『白昼の通り魔』['66]
監督 大島渚


 生きるうえでの標を持てないでいる男たちと生きるうえで標など要しないで生きられる女たちという対照が印象づけられたように感じる作品だった。昭和四十年ごろ、当時の男たちの心象は、概ねそんなところにあったのだろうか。

 村議選での自身のトップ当選を報じる有線放送を耳にしながらシノ(川口小枝)との首吊り心中を敢行していた源治(戸浦六宏)にしても、未遂に終わり気絶しているシノを目撃し犯して以来、密かに婦女暴行を繰り返す“白昼の通り魔”になった英助(佐藤慶)にしても、その暴挙への動機はいずれも不明ながら、生きることに対する何か大きな欠落感を抱えているような印象を残していた気がする。そこに、戦後日本における高度成長期に“経済成長というものにコミットし生きる標となすことが得られなかった者”の姿を認め、新幹線が走り、オバQのソフビ玩具のようなものが巷に溢れる戦後日本社会の高速化と大衆社会化というものが、そういう社会変革に意識の乗り遅れる者に対して大きな欠落感を与えたように受け取るのは少々図式的に過ぎるのかもしれないが、本作に描かれたシノや中学教師マツ子(小山明子)と男たちとの対照が、そういうものを呼び起こしていたように思う。

(提供データ)
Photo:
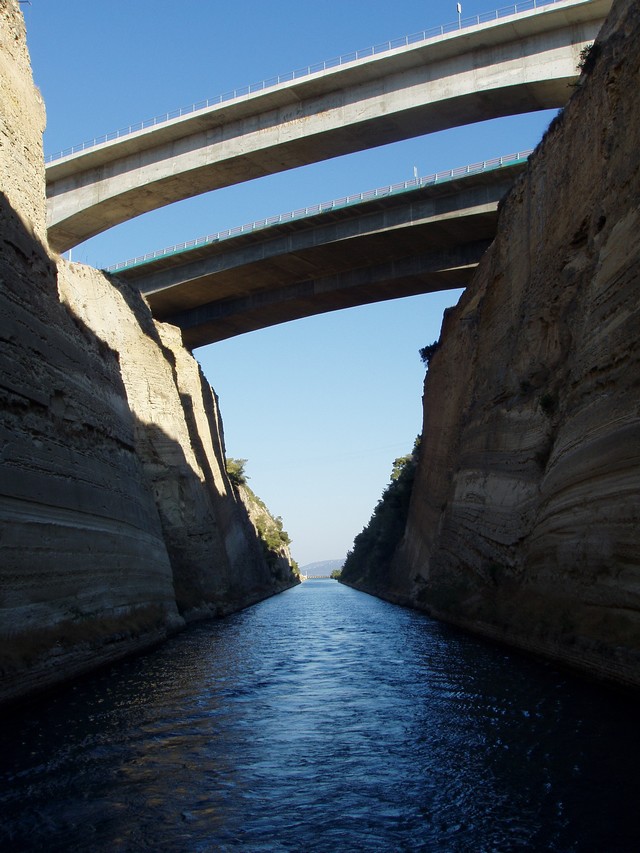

(依頼内容 1) 『白昼の通り魔』の映画評で、男たちの欠落感を高度成長期の社会の変化と結びつけて受け取ったのは何が呼び起こしたからだと筆者は述べているか、一、二文で答えること。
(依頼内容 2) 『白昼の通り魔』の映画評を、最後の文の後から書き継ぐこと。

(回答 1) 作中に描かれたシノや中学教師マツ子と男たちとの対照が、そうした受け取り方を呼び起こしたからだと述べている。筆者自身はその見方を少々図式的に過ぎるかもしれないとも断っている。

(回答 2)
 共同農場で働きながら心中未遂後の顛末により村を出たシノにしても、婚約者と思しき男の自殺後、暴行犯の英助と結婚したマツ子にしても、その生き様は源治や清治以上に不可解に思える人物像ながら、その生きる力の逞しさというものが印象づけられていて、男たちとの対照のなかで、“生きるうえで標など要しないで生きられる”強靭な女性として炙り出しているように映ってきた。多用される極端なクローズアップが作用した面があるのかもしれないが、そういう意味では、いかにも'60年代らしい観念性に強く彩られた作品だったような気がする。題材そのものは、むしろそういった観念性とは対照的なところにあるもののように感じられるだけに、却って興味深く思われた。

 それにしても、マツ子とは比較にならないくらいの生命力を宿していたシノの受容というか環境適応の力というのは、どこから生まれ出るものなのだろう。ある種の畏怖として作り手のなかにそういう女性観があることが窺えたような気がする。女性の眼には、どのように映るのか興味深い作品だ。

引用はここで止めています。